→ What is required: Return all the entries exactly, keeping pictures out.

━━━━━━━━━━━━━━━━━━━━━━━━━━━━━━

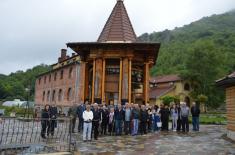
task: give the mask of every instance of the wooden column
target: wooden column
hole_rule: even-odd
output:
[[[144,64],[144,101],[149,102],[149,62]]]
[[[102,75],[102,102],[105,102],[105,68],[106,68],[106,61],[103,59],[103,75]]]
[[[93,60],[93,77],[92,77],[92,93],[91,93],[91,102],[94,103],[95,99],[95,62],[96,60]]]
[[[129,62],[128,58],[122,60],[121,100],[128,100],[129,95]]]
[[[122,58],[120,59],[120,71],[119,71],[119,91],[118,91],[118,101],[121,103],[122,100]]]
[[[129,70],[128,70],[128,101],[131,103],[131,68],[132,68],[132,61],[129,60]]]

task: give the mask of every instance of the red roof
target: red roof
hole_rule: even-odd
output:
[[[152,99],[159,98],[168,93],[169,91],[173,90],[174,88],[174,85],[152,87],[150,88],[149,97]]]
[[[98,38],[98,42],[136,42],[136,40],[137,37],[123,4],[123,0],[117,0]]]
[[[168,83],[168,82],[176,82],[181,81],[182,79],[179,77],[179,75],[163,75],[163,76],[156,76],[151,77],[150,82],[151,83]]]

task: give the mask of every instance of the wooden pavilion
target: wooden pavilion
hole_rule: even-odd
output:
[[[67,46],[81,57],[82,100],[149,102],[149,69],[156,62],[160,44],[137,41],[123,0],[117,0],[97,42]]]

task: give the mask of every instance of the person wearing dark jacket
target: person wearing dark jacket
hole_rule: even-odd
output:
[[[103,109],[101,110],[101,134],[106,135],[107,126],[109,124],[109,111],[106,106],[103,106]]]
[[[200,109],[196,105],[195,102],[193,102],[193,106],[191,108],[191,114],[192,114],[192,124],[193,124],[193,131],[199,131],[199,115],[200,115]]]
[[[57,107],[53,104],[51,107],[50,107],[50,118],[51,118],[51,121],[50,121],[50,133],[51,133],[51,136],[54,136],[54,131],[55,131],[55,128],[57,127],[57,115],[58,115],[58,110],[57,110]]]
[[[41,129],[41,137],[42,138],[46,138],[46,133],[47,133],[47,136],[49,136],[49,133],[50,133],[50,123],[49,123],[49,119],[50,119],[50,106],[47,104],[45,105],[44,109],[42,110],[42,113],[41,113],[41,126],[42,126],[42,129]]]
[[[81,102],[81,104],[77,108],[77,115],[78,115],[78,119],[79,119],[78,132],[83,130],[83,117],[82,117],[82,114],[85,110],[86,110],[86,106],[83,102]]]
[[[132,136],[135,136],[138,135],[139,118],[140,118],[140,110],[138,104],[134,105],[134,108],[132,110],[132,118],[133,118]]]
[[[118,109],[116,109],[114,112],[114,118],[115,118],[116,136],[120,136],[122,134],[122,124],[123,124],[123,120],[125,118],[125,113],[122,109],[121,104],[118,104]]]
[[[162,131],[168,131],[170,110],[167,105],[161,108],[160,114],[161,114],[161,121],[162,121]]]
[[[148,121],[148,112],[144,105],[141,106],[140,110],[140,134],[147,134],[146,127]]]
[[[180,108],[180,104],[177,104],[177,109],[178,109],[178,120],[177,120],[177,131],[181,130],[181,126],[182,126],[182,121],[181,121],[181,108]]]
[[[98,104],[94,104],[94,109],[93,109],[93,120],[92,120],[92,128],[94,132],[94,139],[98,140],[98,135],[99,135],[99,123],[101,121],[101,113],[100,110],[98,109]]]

━━━━━━━━━━━━━━━━━━━━━━━━━━━━━━

→ Problem solution:
task: give the mask of every instance of the wooden column
target: wooden column
hole_rule: even-odd
output:
[[[144,64],[144,101],[149,102],[149,62]]]
[[[102,75],[102,102],[105,102],[105,68],[106,68],[106,61],[103,59],[103,75]]]
[[[93,60],[93,77],[92,77],[92,93],[91,93],[91,102],[94,103],[95,99],[95,62],[96,60]]]
[[[129,62],[128,58],[122,60],[121,100],[128,100],[129,95]]]
[[[122,58],[120,59],[120,71],[119,71],[119,91],[118,91],[118,101],[121,103],[122,100]]]
[[[129,70],[128,70],[128,101],[131,103],[131,68],[132,68],[132,61],[129,60]]]

task: give the mask of every instance of the red roof
target: red roof
hole_rule: even-odd
output:
[[[152,99],[159,98],[168,93],[169,91],[173,90],[174,88],[174,85],[152,87],[150,88],[149,97]]]
[[[98,38],[98,42],[136,42],[136,40],[137,37],[123,4],[123,0],[117,0]]]
[[[168,83],[168,82],[176,82],[181,81],[182,79],[179,77],[179,75],[163,75],[163,76],[156,76],[151,77],[150,82],[151,83]]]

task: give the mask of every instance of the wooden pavilion
target: wooden pavilion
hole_rule: even-odd
output:
[[[67,46],[81,57],[82,100],[149,102],[149,69],[156,62],[160,44],[137,41],[123,0],[117,0],[97,42]]]

task: give the mask of every instance of the person wearing dark jacket
target: person wearing dark jacket
hole_rule: even-odd
output:
[[[103,109],[101,110],[101,134],[106,135],[107,126],[109,124],[109,111],[106,106],[103,106]]]
[[[200,109],[196,105],[195,102],[193,102],[193,106],[191,108],[191,114],[192,114],[192,124],[193,124],[193,131],[199,131],[199,115],[200,115]]]
[[[57,107],[53,104],[51,107],[50,107],[50,118],[51,118],[51,121],[50,121],[50,133],[51,133],[51,136],[54,136],[54,131],[55,131],[55,128],[57,127],[57,115],[58,115],[58,110],[57,110]]]
[[[41,129],[41,137],[42,138],[46,138],[46,133],[47,133],[47,136],[49,136],[49,133],[50,133],[50,123],[49,123],[49,119],[50,119],[50,106],[47,104],[45,105],[44,109],[42,110],[42,113],[41,113],[41,126],[42,126],[42,129]]]
[[[81,102],[81,104],[77,108],[77,115],[78,115],[78,119],[79,119],[78,132],[83,130],[83,117],[82,117],[82,114],[85,110],[86,110],[86,106],[83,102]]]
[[[132,136],[135,136],[138,135],[139,118],[140,118],[140,110],[138,104],[134,105],[134,108],[132,110],[132,118],[133,118]]]
[[[118,109],[116,109],[114,112],[114,118],[115,118],[116,136],[120,136],[122,134],[122,124],[123,124],[123,120],[125,118],[125,113],[122,109],[121,104],[118,104]]]
[[[162,131],[168,131],[170,110],[167,105],[161,108],[160,114],[161,114],[161,121],[162,121]]]
[[[148,121],[148,112],[144,105],[141,106],[140,110],[140,134],[147,134],[146,127]]]
[[[180,108],[180,104],[177,104],[177,109],[178,109],[178,120],[177,120],[177,131],[181,130],[181,126],[182,126],[182,121],[181,121],[181,108]]]
[[[98,104],[94,104],[94,109],[93,109],[93,120],[92,120],[92,128],[94,132],[94,139],[98,140],[98,135],[99,135],[99,123],[101,121],[101,113],[100,110],[98,109]]]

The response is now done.